#### [WHAT IS REQUIRED]
State the number of lines in these records that include the string "snow", and say nothing more.

#### [THE RECORDS]
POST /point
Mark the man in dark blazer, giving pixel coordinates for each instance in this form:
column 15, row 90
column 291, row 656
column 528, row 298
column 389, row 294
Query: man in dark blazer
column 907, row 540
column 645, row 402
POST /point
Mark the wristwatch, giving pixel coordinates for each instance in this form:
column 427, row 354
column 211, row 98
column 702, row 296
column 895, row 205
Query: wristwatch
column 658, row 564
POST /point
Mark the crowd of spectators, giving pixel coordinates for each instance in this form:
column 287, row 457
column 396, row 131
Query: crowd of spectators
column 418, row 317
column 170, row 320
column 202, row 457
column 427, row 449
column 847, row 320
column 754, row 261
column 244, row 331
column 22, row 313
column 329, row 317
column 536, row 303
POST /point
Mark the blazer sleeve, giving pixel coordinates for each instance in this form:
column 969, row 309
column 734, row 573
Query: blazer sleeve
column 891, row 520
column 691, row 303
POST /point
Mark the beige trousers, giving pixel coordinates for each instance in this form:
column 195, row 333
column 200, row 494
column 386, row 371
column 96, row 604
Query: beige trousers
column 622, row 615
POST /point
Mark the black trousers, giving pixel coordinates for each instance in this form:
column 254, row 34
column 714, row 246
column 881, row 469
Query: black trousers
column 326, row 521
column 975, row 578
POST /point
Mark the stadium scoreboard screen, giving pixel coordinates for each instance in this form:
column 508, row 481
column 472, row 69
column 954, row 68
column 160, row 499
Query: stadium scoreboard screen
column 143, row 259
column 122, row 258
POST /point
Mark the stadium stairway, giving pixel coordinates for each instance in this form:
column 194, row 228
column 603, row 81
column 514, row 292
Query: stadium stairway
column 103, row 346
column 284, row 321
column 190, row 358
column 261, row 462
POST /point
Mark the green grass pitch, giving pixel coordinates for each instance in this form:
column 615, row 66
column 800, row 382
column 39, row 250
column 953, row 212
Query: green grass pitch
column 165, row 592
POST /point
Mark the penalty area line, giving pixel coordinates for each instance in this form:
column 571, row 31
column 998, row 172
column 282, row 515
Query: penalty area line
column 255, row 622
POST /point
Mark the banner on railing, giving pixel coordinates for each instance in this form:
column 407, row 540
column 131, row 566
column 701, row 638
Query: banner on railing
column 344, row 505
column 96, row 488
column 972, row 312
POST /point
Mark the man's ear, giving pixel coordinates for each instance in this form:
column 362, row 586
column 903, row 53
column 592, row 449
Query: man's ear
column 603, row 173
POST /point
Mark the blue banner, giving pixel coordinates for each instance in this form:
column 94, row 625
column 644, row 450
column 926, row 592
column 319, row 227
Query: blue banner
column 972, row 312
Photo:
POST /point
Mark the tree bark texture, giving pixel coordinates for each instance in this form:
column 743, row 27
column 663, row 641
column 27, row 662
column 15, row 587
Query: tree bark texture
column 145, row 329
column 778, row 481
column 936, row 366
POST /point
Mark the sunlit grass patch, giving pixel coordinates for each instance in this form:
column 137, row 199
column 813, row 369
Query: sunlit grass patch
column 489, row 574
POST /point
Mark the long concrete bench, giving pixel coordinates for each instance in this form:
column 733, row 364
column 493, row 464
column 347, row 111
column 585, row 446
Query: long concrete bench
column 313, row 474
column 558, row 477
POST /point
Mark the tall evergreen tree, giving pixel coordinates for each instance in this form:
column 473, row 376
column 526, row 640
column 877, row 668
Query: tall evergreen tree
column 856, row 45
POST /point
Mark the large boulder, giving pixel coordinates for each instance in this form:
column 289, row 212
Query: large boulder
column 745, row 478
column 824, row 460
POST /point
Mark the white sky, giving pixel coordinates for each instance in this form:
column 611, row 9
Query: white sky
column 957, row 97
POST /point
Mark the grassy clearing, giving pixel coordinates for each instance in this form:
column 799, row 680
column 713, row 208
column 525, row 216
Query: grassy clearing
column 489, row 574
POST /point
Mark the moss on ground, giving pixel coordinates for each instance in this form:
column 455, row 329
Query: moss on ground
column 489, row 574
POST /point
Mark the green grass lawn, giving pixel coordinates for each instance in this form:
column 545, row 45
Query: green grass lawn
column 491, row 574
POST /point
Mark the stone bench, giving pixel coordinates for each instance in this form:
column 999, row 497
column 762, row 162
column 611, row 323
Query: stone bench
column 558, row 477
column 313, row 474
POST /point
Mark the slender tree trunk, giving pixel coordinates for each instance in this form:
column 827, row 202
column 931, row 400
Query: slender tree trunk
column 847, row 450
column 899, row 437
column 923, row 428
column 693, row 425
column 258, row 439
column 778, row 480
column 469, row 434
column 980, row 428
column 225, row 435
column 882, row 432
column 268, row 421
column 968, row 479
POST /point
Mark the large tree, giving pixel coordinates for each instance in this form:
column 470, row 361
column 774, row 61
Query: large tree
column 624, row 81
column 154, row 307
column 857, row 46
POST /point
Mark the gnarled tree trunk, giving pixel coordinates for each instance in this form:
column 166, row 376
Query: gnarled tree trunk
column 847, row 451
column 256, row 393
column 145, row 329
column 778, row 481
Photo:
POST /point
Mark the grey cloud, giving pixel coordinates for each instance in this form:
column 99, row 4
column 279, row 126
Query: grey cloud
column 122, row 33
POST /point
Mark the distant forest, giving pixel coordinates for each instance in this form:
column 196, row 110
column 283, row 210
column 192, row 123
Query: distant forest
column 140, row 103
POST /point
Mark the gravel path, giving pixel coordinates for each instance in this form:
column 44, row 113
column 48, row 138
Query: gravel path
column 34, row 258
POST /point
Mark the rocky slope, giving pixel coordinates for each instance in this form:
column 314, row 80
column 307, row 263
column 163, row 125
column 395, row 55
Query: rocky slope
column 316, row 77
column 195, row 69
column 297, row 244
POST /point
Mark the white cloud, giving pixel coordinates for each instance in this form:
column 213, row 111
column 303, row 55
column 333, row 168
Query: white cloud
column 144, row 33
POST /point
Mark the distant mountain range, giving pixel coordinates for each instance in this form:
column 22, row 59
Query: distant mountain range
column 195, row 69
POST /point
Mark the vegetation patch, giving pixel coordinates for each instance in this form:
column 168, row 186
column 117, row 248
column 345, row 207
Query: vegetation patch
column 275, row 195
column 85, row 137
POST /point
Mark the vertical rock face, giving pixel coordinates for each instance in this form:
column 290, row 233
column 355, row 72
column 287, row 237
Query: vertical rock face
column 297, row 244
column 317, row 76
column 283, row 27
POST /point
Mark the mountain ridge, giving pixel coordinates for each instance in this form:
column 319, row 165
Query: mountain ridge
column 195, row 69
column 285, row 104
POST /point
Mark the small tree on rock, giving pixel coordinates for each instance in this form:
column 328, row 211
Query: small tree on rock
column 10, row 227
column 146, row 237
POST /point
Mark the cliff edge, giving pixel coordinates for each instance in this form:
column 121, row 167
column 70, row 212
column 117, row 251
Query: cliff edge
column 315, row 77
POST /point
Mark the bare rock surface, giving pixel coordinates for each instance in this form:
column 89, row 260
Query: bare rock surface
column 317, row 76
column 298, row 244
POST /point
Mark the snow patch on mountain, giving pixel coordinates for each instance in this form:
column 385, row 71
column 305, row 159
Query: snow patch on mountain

#### [EXERCISE OUTPUT]
2